Make an exact copy of the entries, and keep any pictures out of it.

##### Given data #####

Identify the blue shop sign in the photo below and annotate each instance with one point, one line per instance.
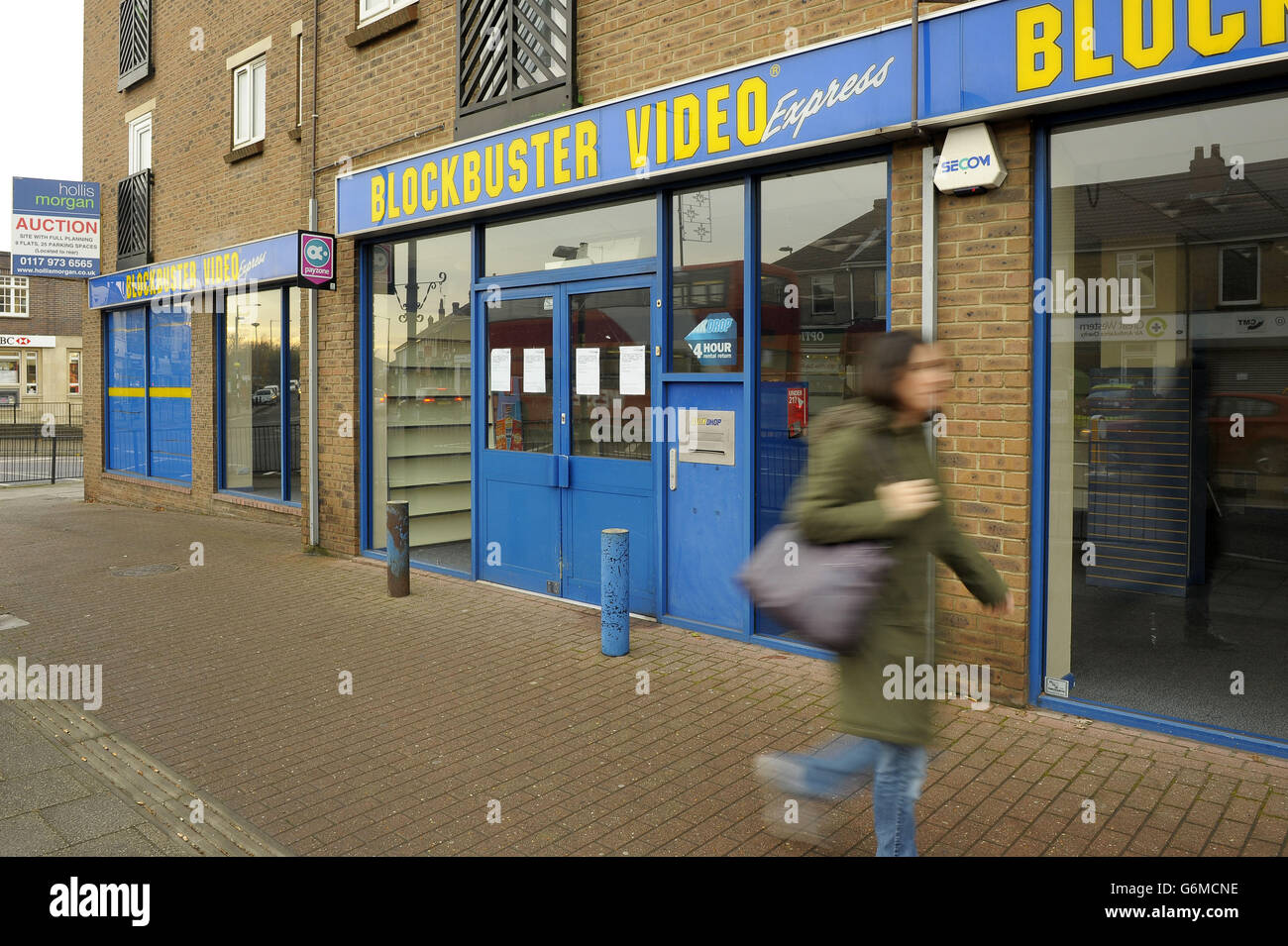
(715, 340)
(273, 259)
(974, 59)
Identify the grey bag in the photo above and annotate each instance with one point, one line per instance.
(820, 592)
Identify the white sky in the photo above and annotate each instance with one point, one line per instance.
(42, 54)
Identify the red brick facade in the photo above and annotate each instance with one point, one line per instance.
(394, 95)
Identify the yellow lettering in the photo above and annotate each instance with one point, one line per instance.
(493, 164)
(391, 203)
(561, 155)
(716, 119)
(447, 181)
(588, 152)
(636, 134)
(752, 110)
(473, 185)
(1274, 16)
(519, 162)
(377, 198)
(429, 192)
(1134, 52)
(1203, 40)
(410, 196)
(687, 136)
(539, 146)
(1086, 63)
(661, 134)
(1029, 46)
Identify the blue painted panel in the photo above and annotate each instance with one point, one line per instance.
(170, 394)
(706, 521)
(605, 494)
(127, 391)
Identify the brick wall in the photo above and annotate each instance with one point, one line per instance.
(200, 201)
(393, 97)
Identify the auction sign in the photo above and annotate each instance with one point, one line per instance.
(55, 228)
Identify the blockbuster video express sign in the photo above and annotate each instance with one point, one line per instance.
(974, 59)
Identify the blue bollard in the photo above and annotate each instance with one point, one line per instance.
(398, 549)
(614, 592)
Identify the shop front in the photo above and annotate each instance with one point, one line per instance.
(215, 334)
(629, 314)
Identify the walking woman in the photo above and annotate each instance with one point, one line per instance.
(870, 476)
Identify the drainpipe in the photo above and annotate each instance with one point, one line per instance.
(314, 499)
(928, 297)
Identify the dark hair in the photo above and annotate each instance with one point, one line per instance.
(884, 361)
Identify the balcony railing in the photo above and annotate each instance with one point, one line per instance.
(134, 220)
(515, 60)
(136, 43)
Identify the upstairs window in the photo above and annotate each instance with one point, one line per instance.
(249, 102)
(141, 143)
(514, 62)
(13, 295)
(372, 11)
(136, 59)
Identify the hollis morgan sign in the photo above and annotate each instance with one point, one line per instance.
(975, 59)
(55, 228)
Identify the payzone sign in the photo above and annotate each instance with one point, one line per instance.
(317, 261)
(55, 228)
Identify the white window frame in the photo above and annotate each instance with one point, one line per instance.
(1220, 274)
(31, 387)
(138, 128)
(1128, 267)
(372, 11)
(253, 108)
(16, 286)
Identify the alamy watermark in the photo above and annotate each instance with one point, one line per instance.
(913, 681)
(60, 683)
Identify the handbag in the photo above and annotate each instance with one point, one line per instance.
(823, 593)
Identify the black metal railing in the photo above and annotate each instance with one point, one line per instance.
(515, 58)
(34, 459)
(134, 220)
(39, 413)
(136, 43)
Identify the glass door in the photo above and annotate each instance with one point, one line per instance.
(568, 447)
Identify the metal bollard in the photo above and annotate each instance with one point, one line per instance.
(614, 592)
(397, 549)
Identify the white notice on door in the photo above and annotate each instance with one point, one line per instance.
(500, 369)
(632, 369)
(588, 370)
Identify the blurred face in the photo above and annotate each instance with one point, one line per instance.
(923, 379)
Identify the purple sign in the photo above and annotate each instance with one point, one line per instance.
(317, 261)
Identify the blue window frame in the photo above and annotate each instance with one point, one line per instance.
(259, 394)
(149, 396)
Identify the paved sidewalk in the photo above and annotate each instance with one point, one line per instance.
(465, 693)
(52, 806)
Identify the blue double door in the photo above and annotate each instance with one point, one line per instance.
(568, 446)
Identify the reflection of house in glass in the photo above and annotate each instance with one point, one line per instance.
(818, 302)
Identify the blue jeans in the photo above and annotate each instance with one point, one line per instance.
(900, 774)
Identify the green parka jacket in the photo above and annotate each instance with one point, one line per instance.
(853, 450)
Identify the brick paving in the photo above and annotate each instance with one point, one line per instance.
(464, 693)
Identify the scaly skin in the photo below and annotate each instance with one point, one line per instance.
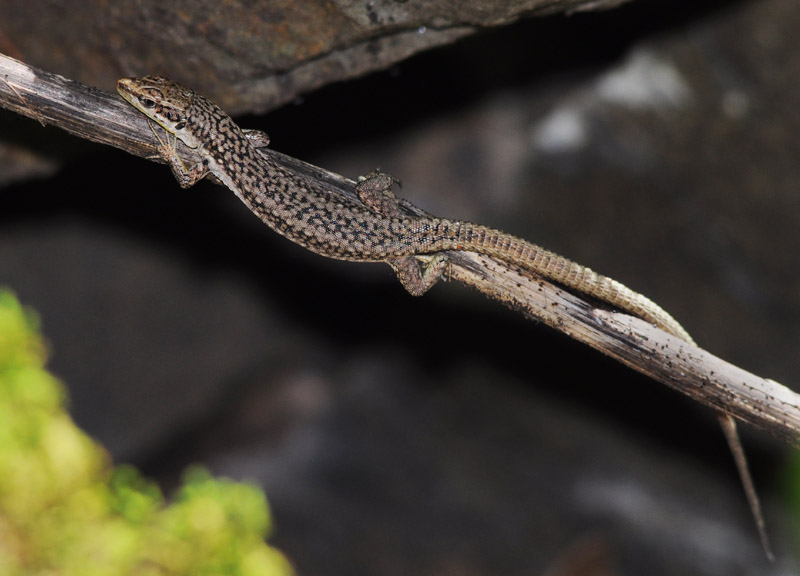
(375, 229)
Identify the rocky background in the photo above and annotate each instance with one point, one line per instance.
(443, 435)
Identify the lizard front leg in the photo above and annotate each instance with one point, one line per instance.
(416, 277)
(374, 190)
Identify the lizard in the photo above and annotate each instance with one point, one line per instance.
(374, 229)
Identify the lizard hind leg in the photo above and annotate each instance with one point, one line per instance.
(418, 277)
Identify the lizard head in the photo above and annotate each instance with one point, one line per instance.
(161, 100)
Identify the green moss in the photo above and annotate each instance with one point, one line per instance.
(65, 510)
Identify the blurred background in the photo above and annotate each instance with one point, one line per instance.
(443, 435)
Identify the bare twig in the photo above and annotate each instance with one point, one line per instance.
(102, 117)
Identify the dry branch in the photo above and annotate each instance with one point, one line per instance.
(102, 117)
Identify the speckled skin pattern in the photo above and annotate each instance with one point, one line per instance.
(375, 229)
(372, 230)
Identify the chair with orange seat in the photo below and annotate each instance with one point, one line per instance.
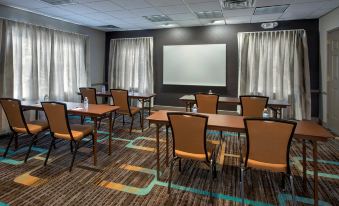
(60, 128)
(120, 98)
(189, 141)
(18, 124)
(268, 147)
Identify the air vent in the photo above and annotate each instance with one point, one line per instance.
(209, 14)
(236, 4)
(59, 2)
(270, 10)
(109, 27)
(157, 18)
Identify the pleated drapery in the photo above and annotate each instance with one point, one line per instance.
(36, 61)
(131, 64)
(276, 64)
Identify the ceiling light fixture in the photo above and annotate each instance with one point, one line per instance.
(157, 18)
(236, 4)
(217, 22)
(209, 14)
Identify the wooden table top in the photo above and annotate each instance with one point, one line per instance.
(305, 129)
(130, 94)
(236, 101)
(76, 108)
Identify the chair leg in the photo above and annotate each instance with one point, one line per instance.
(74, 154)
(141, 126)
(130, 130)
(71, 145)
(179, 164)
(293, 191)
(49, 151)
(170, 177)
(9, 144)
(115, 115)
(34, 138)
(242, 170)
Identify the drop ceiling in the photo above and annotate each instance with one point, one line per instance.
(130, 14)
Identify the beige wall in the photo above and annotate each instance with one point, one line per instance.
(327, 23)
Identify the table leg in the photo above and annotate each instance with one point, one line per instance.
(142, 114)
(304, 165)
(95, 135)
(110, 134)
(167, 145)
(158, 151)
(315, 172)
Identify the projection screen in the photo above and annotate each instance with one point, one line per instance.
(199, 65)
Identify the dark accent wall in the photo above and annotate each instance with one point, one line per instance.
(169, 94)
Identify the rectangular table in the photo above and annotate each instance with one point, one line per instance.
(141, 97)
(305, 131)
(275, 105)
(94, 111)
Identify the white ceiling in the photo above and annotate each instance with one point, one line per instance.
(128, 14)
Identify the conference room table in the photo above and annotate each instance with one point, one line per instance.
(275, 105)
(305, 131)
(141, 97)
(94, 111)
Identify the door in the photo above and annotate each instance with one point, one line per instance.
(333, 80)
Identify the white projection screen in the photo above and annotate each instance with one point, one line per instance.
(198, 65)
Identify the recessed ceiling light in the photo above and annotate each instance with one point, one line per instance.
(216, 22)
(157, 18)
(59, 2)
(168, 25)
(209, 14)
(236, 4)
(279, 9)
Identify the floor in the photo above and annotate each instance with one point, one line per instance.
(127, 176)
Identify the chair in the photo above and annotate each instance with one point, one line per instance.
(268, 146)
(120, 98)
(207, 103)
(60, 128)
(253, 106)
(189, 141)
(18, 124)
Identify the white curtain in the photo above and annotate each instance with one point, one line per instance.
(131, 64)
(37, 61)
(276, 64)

#####

Response below
Identify the blue shop sign in the photo below and annotate each instance with one point, one line per instance.
(715, 340)
(273, 259)
(974, 59)
Identify the grey bag in the photo above and annotate each instance with one point, one line per instance.
(820, 592)
Identify the white sky in the photo above and annotate each instance with one point, one line per instance.
(42, 54)
Identify the red brick facade in the photo above and annotate each instance with one point, one line per instance.
(394, 95)
Identify the yellow lettering in the photo above and annotate each instance with one point, one line per instance.
(493, 164)
(391, 203)
(561, 155)
(716, 119)
(447, 181)
(588, 152)
(636, 134)
(752, 110)
(473, 185)
(1274, 16)
(519, 162)
(377, 198)
(429, 192)
(1134, 52)
(1203, 40)
(410, 196)
(687, 136)
(539, 146)
(1086, 63)
(661, 134)
(1029, 46)
Identify the blue painted panel in the photo above and annotate each instance with one point, one line per instance.
(170, 394)
(706, 521)
(605, 494)
(127, 391)
Identify the brick wall in the photo above and annotate each instance with one point, one line per instance.
(200, 201)
(393, 97)
Identify the auction sign in the photo above and annotate each instance with one point, one line per instance.
(55, 228)
Identify the blockbuster video express sign in the photo above and annotate each instance with one point, one line per instance.
(974, 59)
Identify the blue bollard in the photo above and annotate each instance with one point, one line per instance.
(398, 549)
(614, 592)
Identify the shop front in the photo above and annotate each instance with one point, one line per instance.
(215, 334)
(629, 314)
Identify the walking woman in the photo above and annotate each instance with one point, one line per instance.
(870, 476)
Identify the drainpipe in the photo above and annotate each instance with one point, one line per instance.
(314, 499)
(928, 297)
Identify the dark hair in the photo above and annotate each instance with one point, one line per instance.
(884, 361)
Identify the balcony railing in the photo above and annotate each instance with one point, one line per instance.
(134, 220)
(515, 60)
(136, 43)
Identify the upstairs window in the photo above and annotate each instance with one point, one line per instance.
(249, 102)
(141, 143)
(514, 62)
(13, 295)
(372, 11)
(136, 59)
Identify the hollis morgan sign in the photo above and annotate each instance with one point, one line per instance.
(975, 59)
(55, 228)
Identify the payzone sign in the photo above and annotate each instance with one point, one line per instance.
(317, 261)
(55, 228)
Identify the white window frame in the photo above and annotate each instance with one point, one line per instance.
(1220, 274)
(31, 387)
(138, 128)
(1128, 267)
(372, 11)
(253, 108)
(16, 286)
Identify the alamy watermark in the photo above and annotate each instance with one point, one line per instance.
(913, 681)
(60, 683)
Identify the handbag in the photo above and annotate each instance with one point, one line per instance.
(823, 593)
Identify the black metal railing in the photo above and annotate each instance with one point, one line per instance.
(515, 58)
(34, 459)
(134, 220)
(39, 413)
(136, 43)
Identify the glass door in the photo above and annotate each instance with one point, one line per instance.
(568, 447)
Identify the metal bollard in the photo above and annotate each instance with one point, one line per instance.
(614, 592)
(397, 549)
Identify the white notice on door in the photo above and annotate each instance with one point, one line per instance.
(500, 369)
(632, 369)
(588, 370)
Identify the blurred face in the photo above and annotate each instance with one point, one line per instance.
(923, 379)
Identify the purple sign in the photo above and annotate each instance with one point, one line per instance.
(317, 261)
Identify the blue window frame in the photo above and annotate each instance with one point, one line per instance.
(259, 394)
(149, 396)
Identify the paved sidewalk in the photo above and annotate each instance with one point, one line per instance.
(465, 693)
(52, 806)
Identify the blue double door in the photo above and annotate each instance with one point, one line per instance.
(568, 446)
Identify the reflection of house in glass in the photo above and annotate each instance with one point, one line per instance.
(818, 302)
Identify the blue jeans in the photo above and annotate each instance with one point, one line per instance.
(900, 774)
Identify the green parka jacket in the photo above and annotate each instance with one point, one line per instance.
(853, 450)
Identify the brick paving in the photo above and annotate each instance with one point, one line per instance.
(464, 693)
Identify the scaly skin in the photo below and annotate each instance with one point, one line per instance.
(375, 229)
Identify the rocky background in the photo above and annotate each instance with one point, one line per instance.
(443, 435)
Identify the lizard front leg in the photo above and annotate each instance with one point, one line per instance.
(416, 277)
(374, 190)
Identify the lizard in the photo above and annotate each instance with one point, one line per instance.
(374, 229)
Identify the lizard hind leg in the photo above and annotate each instance with one point, one line per instance.
(418, 277)
Identify the lizard head in the photo above and annotate each instance with one point, one line per instance.
(161, 100)
Identify the green moss in the photo above and annotate each instance with one point, one line per instance.
(65, 510)
Identify the blurred background in the photo above and annotate each instance with one point, one line per instance.
(443, 435)
Identify the bare twig in the photo above and annotate each instance with one point, one line per instance.
(102, 117)
Identify the dry branch in the photo above and annotate each instance with one point, one line per instance.
(102, 117)
Identify the speckled skin pattern in the photo above and annotate each instance with one point, one line per instance.
(375, 229)
(372, 230)
Identify the chair with orange seat in the photo below and annotate each instance with one point, one line per instance.
(60, 128)
(120, 98)
(189, 141)
(18, 124)
(268, 147)
Identify the air vent in the photo above and annotate each instance with one point, one line per instance.
(209, 14)
(236, 4)
(59, 2)
(270, 10)
(109, 27)
(157, 18)
Identify the pleated drapery in the photo above and annotate each instance with one point, one line per instance.
(36, 61)
(131, 64)
(276, 64)
Identify the ceiling light fixture in the photo above and annotate each instance with one point, one line per instance.
(157, 18)
(236, 4)
(217, 22)
(209, 14)
Identify the wooden table top in the photo above and annotate each instance with one point, one line per instance.
(305, 129)
(130, 94)
(236, 101)
(76, 108)
Identify the chair leg in the photo above and annotate each instance with one point, one line per instance.
(74, 154)
(141, 126)
(130, 130)
(71, 145)
(179, 164)
(293, 191)
(49, 151)
(170, 177)
(9, 144)
(115, 115)
(34, 138)
(242, 170)
Identify the drop ceiling in the photo above and annotate each instance with one point, one line per instance.
(130, 14)
Identify the beige wall in the photo above and annotate each instance with one point, one line per instance.
(327, 23)
Identify the table leg in the photo above and annotate each instance with one point, one line per instance.
(142, 114)
(304, 165)
(95, 135)
(110, 134)
(167, 145)
(158, 151)
(315, 172)
Identify the projection screen in the photo above and annotate each instance with one point, one line per instance.
(199, 65)
Identify the dark accent wall in the photo above and annotate each instance with one point, one line per instance.
(169, 94)
Identify the rectangular table in the photo above and annotate each instance with one point, one line per instance.
(141, 97)
(305, 131)
(275, 105)
(94, 111)
Identify the white ceiling in the photo above and annotate each instance with one point, one line per instance.
(128, 14)
Identify the conference room table in the photo above and annotate each instance with one point, one line per instance.
(275, 105)
(305, 131)
(141, 97)
(94, 111)
Identify the door in the photo above and annotate each instance with one point, one line per instance.
(333, 80)
Identify the white projection screen in the photo above and annotate each instance with one point, one line per instance.
(198, 65)
Identify the recessed ceiling light in the photo above and annotate each instance with one point, one line per instance.
(216, 22)
(157, 18)
(59, 2)
(168, 25)
(209, 14)
(236, 4)
(279, 9)
Identify the floor in the photo above and annotate each instance with one point, one line per instance.
(127, 176)
Identify the chair in the photo above and annotate each instance with one point, one line per instance.
(268, 146)
(120, 98)
(207, 103)
(60, 128)
(253, 106)
(189, 141)
(18, 124)
Identify the white curtain in the photo above and annotate each instance with one point, one line per instance.
(131, 64)
(37, 61)
(276, 64)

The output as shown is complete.